===== Excerpt =====
As a result of this blind procedure, the age of the two sub-groups was identical (males: 23.042, fameless: 23.042). A 3-ways repeated-measures ANOVA was also performed on the data relative to this sample. Factors of variabilities were: one between-groups named “sex” (with 2 levels, female and male), and two within-groups named “condition” (with 2 levels, natural and masked) and “emotion” (with 7 levels, happiness, neutrality, surprise, anger, sadness, fear, disgust). Multiple post hoc comparisons were performed using Tukey’s test. Greenhouse-Geisser correction was applied in case of epsilon < 1 and epsilon corrected p value were computed.
=====
### Task description:
Check each statement against the ANOVA excerpt above, answering yes or no and quoting the words of the excerpt that decide it. 1. The factor "emotion" had seven levels. 2. The post hoc comparisons used Bonferroni's test. 3. "Sex" was treated as a within-groups factor.
===== Dataset section =====
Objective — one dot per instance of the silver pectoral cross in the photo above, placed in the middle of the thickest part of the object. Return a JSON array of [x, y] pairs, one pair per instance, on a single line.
=====
### The reply:
1. Yes: "“emotion” (with 7 levels, happiness, neutrality, surprise, anger, sadness, fear, disgust)"
2. No: "Multiple post hoc comparisons were performed using Tukey’s test."
3. No: "one between-groups named “sex” (with 2 levels, female and male)"